▶ Task to complete
The result should consist solely of the line containing "Query: green chalkboard" and the lines that follow it below, each reproduced exactly, the last line included.

▶ Extracted entries
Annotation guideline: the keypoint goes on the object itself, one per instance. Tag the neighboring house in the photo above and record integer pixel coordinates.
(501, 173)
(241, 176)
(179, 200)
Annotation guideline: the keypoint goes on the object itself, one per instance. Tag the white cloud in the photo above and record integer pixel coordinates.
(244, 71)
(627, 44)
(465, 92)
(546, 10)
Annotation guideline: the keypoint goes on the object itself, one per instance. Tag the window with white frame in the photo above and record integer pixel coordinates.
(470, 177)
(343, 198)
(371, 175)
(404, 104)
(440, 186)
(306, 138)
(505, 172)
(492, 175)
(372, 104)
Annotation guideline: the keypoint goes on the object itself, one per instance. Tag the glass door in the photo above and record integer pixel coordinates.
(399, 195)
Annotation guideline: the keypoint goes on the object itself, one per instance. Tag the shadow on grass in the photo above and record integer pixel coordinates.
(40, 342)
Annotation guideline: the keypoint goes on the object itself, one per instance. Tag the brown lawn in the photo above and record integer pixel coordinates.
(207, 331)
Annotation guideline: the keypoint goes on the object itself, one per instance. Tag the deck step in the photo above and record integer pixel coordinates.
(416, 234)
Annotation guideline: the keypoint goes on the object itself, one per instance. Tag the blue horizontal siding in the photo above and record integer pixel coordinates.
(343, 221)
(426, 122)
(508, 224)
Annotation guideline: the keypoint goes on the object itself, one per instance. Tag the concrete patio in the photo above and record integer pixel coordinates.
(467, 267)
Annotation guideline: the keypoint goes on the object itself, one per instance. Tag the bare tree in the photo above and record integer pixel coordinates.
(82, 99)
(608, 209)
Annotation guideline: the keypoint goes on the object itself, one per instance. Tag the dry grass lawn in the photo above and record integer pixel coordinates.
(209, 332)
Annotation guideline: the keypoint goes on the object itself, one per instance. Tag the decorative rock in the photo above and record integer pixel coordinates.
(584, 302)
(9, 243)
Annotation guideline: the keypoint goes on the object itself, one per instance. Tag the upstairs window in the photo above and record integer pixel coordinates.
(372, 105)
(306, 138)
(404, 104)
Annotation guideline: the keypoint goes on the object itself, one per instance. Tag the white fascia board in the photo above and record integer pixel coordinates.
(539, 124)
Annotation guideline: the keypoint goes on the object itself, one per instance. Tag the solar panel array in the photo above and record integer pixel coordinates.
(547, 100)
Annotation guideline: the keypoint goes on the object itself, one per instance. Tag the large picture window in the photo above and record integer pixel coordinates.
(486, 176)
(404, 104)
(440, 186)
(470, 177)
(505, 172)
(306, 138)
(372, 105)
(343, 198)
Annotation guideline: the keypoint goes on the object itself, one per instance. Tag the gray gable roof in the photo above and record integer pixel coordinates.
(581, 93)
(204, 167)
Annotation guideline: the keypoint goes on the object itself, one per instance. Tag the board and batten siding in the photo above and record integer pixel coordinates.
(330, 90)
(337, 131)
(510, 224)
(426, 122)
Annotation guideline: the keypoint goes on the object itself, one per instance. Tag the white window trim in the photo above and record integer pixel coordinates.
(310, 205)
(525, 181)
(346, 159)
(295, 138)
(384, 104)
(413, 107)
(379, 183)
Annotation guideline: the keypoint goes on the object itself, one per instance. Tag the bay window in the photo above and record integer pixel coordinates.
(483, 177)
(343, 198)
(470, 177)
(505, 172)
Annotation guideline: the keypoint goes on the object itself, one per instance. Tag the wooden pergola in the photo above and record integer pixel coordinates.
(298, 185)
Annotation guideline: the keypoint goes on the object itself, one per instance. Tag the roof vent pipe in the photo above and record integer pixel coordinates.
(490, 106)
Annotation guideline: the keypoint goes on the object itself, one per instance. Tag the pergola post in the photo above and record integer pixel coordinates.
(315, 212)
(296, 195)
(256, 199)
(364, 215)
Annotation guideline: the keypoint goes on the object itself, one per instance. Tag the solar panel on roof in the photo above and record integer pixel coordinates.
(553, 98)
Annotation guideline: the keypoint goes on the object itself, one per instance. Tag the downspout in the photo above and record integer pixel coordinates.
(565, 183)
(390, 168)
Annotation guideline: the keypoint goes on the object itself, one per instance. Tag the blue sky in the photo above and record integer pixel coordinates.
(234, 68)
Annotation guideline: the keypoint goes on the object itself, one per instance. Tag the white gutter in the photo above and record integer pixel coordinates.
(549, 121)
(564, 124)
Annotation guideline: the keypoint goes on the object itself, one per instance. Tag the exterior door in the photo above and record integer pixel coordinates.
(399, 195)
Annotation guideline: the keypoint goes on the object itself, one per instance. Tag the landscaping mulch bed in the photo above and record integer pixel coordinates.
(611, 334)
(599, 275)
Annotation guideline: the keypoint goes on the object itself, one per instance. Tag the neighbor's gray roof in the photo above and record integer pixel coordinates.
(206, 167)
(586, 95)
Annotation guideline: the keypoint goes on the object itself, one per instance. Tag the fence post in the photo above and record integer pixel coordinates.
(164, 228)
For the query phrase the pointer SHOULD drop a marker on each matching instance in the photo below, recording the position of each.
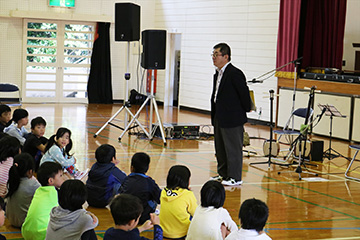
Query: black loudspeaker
(154, 49)
(317, 149)
(127, 22)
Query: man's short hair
(37, 121)
(253, 214)
(212, 194)
(48, 170)
(140, 162)
(224, 49)
(72, 194)
(124, 208)
(105, 153)
(4, 108)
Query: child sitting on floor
(253, 215)
(21, 189)
(126, 211)
(9, 148)
(105, 178)
(2, 216)
(69, 220)
(36, 142)
(141, 185)
(57, 150)
(5, 116)
(211, 221)
(17, 129)
(178, 203)
(50, 176)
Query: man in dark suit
(230, 100)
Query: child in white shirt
(211, 221)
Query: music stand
(332, 112)
(269, 162)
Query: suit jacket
(232, 99)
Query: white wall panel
(249, 27)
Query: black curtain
(99, 86)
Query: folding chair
(357, 148)
(8, 87)
(289, 132)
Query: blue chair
(7, 87)
(356, 148)
(290, 133)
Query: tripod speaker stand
(153, 57)
(125, 106)
(269, 162)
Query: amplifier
(178, 130)
(331, 77)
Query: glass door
(57, 60)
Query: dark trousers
(228, 149)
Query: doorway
(56, 60)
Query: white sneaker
(231, 182)
(216, 178)
(81, 174)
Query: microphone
(322, 113)
(297, 60)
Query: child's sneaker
(81, 174)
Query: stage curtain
(324, 33)
(288, 37)
(99, 86)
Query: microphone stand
(295, 62)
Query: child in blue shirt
(57, 150)
(104, 178)
(17, 129)
(35, 143)
(5, 116)
(141, 185)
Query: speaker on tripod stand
(153, 57)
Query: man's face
(5, 117)
(38, 130)
(219, 60)
(57, 180)
(24, 121)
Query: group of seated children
(43, 212)
(56, 149)
(180, 217)
(58, 214)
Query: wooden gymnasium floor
(325, 209)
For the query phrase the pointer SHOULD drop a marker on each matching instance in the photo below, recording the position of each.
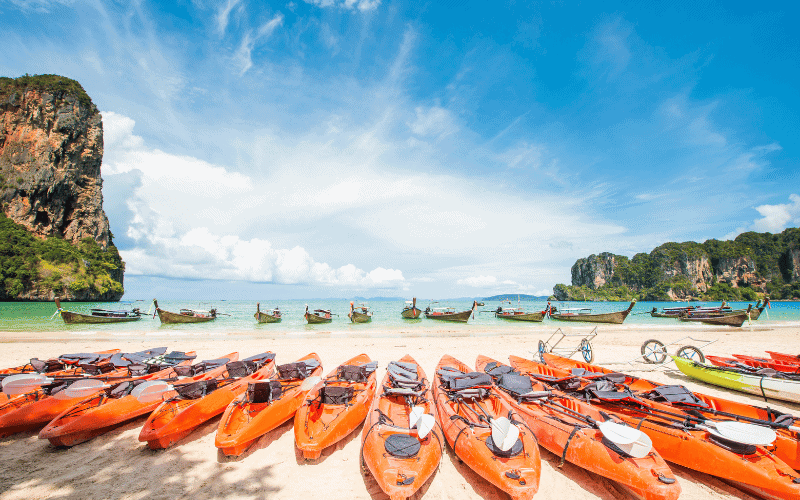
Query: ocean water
(238, 318)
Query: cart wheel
(692, 353)
(586, 350)
(654, 352)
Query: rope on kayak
(566, 446)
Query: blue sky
(328, 148)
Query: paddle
(632, 441)
(81, 389)
(24, 382)
(424, 422)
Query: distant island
(514, 296)
(55, 238)
(752, 266)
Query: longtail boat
(360, 314)
(185, 315)
(585, 315)
(518, 314)
(98, 316)
(735, 320)
(450, 314)
(273, 316)
(411, 311)
(318, 316)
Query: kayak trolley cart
(656, 352)
(584, 346)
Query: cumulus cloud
(181, 208)
(774, 218)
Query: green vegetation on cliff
(53, 84)
(661, 274)
(53, 264)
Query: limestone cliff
(51, 150)
(750, 265)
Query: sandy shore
(117, 466)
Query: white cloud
(223, 15)
(434, 121)
(478, 281)
(362, 5)
(775, 218)
(243, 56)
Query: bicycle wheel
(587, 351)
(692, 353)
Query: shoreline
(116, 465)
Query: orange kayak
(399, 460)
(335, 406)
(465, 406)
(36, 408)
(568, 434)
(114, 406)
(53, 365)
(787, 445)
(191, 405)
(265, 405)
(678, 435)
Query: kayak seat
(176, 357)
(336, 395)
(124, 388)
(263, 358)
(300, 369)
(675, 394)
(51, 365)
(402, 446)
(511, 452)
(356, 373)
(264, 391)
(196, 390)
(239, 369)
(401, 391)
(495, 369)
(456, 382)
(85, 358)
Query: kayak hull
(648, 478)
(518, 475)
(399, 478)
(318, 426)
(243, 423)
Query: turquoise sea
(38, 317)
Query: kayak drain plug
(666, 480)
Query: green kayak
(760, 385)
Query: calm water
(32, 317)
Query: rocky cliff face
(594, 271)
(51, 148)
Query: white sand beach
(117, 466)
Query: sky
(334, 148)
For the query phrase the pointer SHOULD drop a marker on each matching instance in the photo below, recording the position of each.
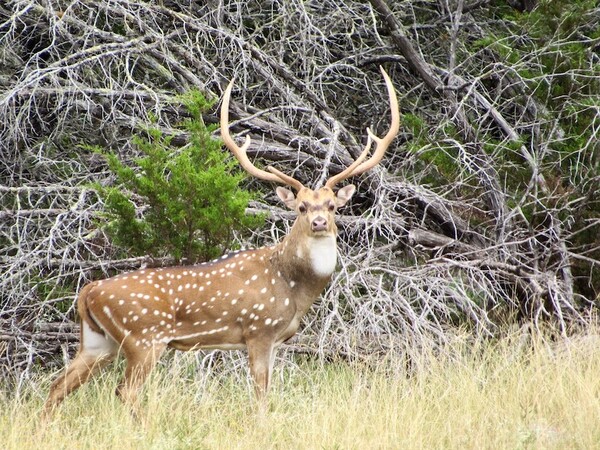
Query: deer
(251, 299)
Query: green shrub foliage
(183, 202)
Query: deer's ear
(344, 194)
(287, 197)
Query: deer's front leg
(261, 355)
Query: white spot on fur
(323, 255)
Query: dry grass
(511, 394)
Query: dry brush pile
(483, 214)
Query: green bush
(185, 202)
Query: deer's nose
(319, 224)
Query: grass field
(510, 394)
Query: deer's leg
(95, 352)
(140, 363)
(261, 355)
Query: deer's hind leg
(95, 352)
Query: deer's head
(315, 208)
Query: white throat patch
(323, 255)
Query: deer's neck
(306, 259)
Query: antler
(383, 143)
(240, 152)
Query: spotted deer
(251, 299)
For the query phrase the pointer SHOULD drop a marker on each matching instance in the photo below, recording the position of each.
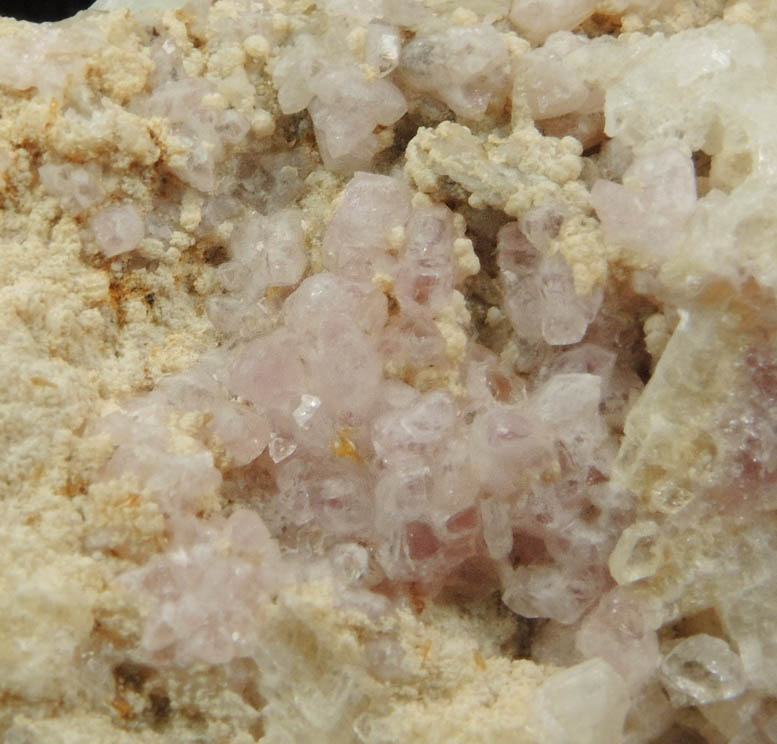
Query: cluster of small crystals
(376, 442)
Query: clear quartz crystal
(281, 447)
(703, 669)
(585, 704)
(304, 412)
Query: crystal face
(389, 371)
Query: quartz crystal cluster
(391, 309)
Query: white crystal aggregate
(438, 253)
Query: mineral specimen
(389, 371)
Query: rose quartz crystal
(487, 472)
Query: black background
(42, 10)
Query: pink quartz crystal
(488, 473)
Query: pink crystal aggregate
(475, 480)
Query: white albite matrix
(389, 371)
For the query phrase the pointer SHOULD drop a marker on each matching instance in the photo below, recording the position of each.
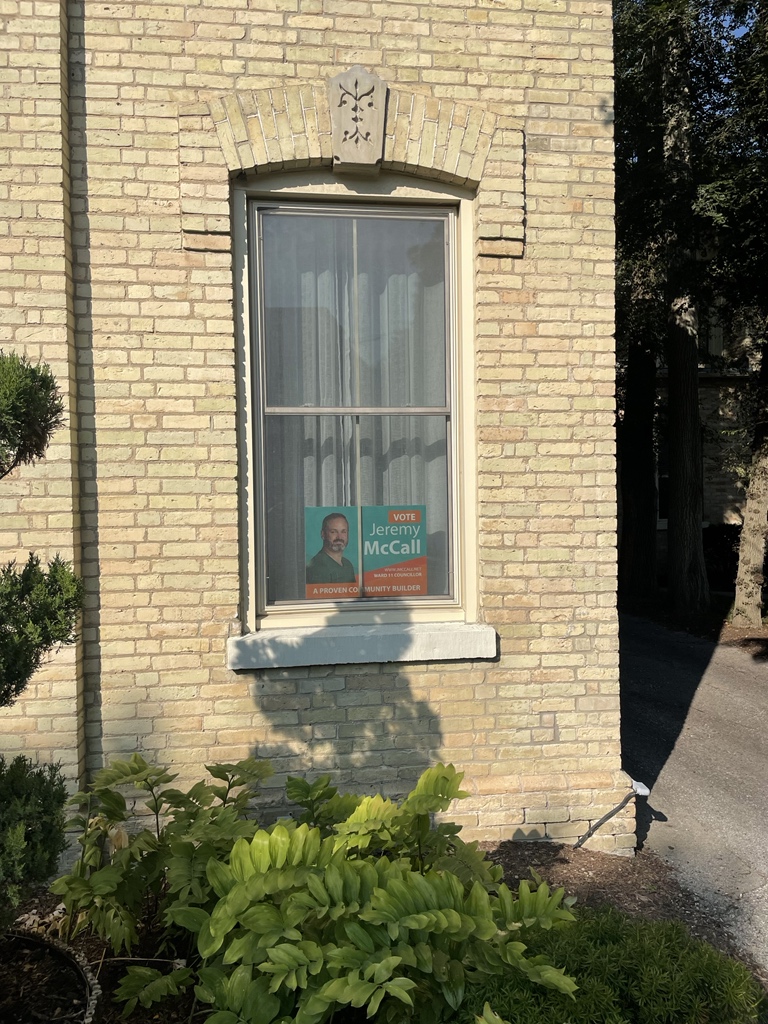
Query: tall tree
(657, 272)
(737, 202)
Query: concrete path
(694, 719)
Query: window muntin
(352, 340)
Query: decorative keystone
(357, 102)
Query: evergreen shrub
(629, 971)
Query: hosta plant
(125, 879)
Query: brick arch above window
(266, 131)
(283, 129)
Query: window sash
(357, 413)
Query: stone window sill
(286, 648)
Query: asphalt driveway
(693, 729)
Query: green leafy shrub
(299, 921)
(38, 607)
(126, 882)
(629, 971)
(32, 826)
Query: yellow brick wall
(139, 310)
(39, 504)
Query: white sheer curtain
(353, 318)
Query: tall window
(351, 345)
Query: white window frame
(365, 630)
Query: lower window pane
(356, 507)
(403, 464)
(309, 463)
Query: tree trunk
(637, 558)
(748, 605)
(688, 589)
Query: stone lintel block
(357, 102)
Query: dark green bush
(31, 409)
(38, 607)
(32, 826)
(38, 610)
(629, 972)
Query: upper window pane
(354, 309)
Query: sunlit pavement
(693, 729)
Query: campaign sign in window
(388, 542)
(394, 551)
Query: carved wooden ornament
(357, 101)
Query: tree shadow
(660, 671)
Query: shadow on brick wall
(90, 713)
(360, 723)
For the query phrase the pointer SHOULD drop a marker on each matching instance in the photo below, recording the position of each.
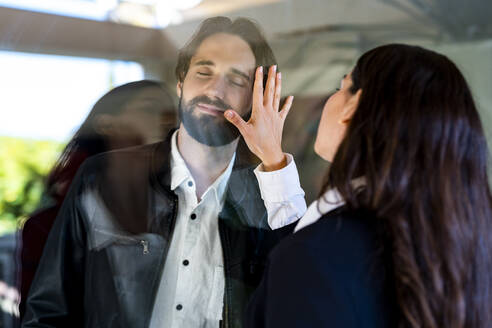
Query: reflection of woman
(401, 235)
(132, 114)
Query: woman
(401, 233)
(129, 115)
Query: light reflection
(9, 299)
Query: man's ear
(350, 107)
(179, 88)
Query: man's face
(220, 77)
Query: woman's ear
(350, 107)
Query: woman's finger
(270, 86)
(258, 90)
(236, 120)
(278, 90)
(286, 107)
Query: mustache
(206, 100)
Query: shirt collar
(180, 173)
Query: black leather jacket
(103, 260)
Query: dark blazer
(329, 274)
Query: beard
(209, 130)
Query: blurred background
(57, 57)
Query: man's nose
(216, 88)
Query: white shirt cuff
(280, 185)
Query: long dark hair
(88, 141)
(417, 139)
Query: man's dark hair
(242, 27)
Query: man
(174, 234)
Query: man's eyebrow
(238, 72)
(204, 62)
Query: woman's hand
(263, 131)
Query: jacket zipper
(145, 245)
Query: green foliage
(23, 167)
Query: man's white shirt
(191, 289)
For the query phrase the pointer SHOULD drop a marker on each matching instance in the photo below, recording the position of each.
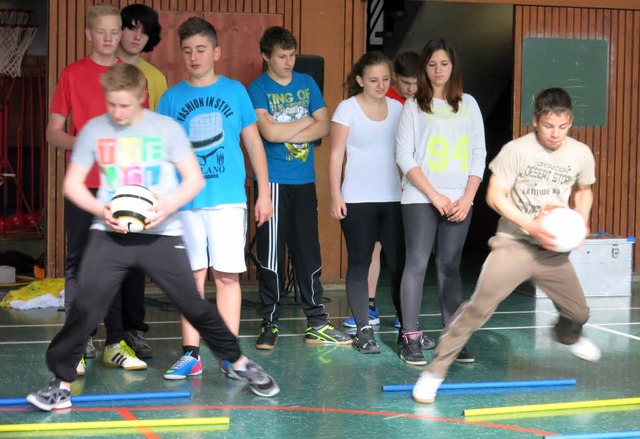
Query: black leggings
(365, 224)
(424, 227)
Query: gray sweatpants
(510, 263)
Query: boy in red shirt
(80, 97)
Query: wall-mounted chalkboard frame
(578, 66)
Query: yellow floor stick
(549, 407)
(91, 425)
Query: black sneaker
(326, 334)
(260, 381)
(137, 342)
(89, 349)
(411, 350)
(365, 342)
(268, 335)
(465, 357)
(51, 397)
(427, 342)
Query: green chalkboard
(578, 66)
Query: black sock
(193, 351)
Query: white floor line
(605, 329)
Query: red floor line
(126, 412)
(145, 431)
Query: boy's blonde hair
(123, 76)
(101, 10)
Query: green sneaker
(326, 334)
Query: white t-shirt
(371, 174)
(448, 147)
(539, 177)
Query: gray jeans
(425, 228)
(510, 263)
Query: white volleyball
(567, 225)
(130, 205)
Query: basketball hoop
(14, 42)
(15, 38)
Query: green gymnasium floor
(334, 391)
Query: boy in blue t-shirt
(133, 145)
(291, 116)
(216, 113)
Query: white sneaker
(586, 350)
(81, 368)
(122, 356)
(425, 389)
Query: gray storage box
(604, 265)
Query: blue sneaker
(184, 367)
(374, 319)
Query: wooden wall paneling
(307, 19)
(634, 121)
(520, 16)
(323, 35)
(622, 201)
(616, 209)
(613, 195)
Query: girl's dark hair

▶ Response area
Query: green chalkboard
(578, 66)
Query: black sock
(193, 351)
Query: white floor line
(605, 329)
Query: red floor line
(126, 412)
(145, 431)
Query: boy's blonde hair
(123, 76)
(101, 10)
Query: green sneaker
(326, 334)
Query: white t-shirt
(371, 174)
(448, 147)
(539, 177)
Query: gray jeans
(425, 228)
(510, 263)
Query: white volleyball
(567, 225)
(130, 205)
Query: basketball hoop
(14, 42)
(15, 38)
Query: green gymnasium floor
(334, 391)
Query: boy in blue t-shirt
(133, 145)
(291, 116)
(216, 113)
Query: white sneaker
(586, 350)
(81, 368)
(122, 356)
(425, 389)
Query: gray storage box
(604, 265)
Query: blue sneaker
(184, 367)
(374, 319)
Query: wooden wall paneling
(307, 19)
(634, 121)
(520, 16)
(323, 35)
(622, 201)
(616, 209)
(613, 195)
Query: girl's dark hair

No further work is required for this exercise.